Problem requirements — What is needed is an exact copy of the entries below, from the line that contains "Q: innermost point of each instance of the gray" through the final line, both included, and nothing else.

─── Given data ───

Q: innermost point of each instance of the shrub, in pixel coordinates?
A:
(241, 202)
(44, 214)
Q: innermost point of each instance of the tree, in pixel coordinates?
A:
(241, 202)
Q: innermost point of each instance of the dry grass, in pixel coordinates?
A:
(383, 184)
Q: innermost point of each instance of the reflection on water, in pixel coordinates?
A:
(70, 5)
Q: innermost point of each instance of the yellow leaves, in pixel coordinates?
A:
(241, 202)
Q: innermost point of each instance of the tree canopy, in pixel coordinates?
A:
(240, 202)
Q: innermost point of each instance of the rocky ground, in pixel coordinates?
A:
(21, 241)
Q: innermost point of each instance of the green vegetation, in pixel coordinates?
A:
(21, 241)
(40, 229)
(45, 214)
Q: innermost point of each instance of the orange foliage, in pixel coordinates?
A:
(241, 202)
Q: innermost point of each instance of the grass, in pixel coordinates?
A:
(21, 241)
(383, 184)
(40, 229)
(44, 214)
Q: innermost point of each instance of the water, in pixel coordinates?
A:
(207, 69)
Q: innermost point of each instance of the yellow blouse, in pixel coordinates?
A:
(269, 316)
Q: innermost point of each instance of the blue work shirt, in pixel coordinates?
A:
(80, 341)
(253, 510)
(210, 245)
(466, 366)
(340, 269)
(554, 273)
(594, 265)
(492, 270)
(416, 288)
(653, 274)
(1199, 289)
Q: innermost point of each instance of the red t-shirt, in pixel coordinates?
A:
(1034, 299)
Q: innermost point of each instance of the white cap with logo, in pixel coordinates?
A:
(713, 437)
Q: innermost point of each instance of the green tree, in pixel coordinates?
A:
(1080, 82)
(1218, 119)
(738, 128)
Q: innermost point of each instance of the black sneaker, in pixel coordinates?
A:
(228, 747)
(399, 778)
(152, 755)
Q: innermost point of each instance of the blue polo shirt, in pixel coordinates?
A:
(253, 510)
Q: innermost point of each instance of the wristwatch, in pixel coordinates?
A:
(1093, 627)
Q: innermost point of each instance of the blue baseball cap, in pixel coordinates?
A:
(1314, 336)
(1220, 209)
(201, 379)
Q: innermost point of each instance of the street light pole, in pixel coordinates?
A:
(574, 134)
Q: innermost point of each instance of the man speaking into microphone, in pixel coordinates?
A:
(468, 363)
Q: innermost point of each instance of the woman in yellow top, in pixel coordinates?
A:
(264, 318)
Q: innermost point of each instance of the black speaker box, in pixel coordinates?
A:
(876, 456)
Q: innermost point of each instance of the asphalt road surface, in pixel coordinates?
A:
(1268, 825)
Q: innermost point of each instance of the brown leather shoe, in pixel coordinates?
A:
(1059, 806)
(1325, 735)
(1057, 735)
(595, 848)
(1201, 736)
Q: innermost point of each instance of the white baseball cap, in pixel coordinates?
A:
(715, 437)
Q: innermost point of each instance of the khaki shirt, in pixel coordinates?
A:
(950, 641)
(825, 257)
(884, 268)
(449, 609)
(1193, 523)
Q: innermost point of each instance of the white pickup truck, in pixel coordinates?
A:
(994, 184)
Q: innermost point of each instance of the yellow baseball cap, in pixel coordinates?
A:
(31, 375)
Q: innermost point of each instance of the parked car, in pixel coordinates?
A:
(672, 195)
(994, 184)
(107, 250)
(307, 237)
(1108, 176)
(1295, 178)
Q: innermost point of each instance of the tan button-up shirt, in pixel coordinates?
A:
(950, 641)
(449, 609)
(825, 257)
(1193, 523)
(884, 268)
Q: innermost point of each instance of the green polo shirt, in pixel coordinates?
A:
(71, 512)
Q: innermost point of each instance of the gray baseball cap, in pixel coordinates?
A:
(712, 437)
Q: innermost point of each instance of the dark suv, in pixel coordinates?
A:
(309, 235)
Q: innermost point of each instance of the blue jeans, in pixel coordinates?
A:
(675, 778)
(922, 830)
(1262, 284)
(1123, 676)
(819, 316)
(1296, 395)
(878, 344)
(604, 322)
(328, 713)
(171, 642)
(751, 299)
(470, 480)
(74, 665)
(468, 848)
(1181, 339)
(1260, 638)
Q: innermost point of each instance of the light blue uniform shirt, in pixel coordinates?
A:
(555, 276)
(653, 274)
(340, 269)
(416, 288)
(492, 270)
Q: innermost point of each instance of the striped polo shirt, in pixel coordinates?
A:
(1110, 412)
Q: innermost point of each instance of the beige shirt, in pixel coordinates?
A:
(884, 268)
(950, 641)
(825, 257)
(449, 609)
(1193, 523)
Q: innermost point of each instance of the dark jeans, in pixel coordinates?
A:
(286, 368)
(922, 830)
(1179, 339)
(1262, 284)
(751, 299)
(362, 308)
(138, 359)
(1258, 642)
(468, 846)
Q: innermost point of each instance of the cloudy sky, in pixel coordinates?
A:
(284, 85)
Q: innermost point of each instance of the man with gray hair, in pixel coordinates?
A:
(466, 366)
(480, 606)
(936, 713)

───

Task result —
Q: innermost point of each instance of the gray baseball cap, in pixel coordinates?
A:
(712, 437)
Q: innermost point of each instance of the dark suv, in pixel coordinates?
A:
(309, 235)
Q: innermost point of each instance of the blue jeans, in pixel coordinates?
A:
(675, 778)
(922, 830)
(1262, 284)
(1123, 676)
(819, 316)
(1296, 395)
(878, 344)
(604, 322)
(328, 713)
(171, 642)
(751, 299)
(470, 480)
(74, 665)
(468, 848)
(1181, 339)
(1260, 638)
Q: innermost point of each instance of the light blue uniform shirt, in pixel coordinates?
A:
(555, 276)
(653, 274)
(340, 269)
(416, 288)
(492, 270)
Q: innermost point of each instance of the striped polo shirt, in pixel coordinates?
A:
(1110, 412)
Q: innermost point of each instance of the beige shirt, in pixel coordinates?
A:
(884, 268)
(950, 641)
(825, 257)
(449, 609)
(1193, 523)
Q: innermost point of each instance of the dark jeans, in pixel coordinates?
A:
(286, 368)
(922, 830)
(1179, 339)
(1262, 284)
(751, 299)
(362, 308)
(138, 359)
(1258, 642)
(468, 846)
Q: innermost point of each instance of the cloudy sky, in pixel coordinates?
A:
(284, 85)
Q: innermost point of each instance of the man with gray hair, in pixel coordinates?
A:
(466, 366)
(480, 606)
(936, 713)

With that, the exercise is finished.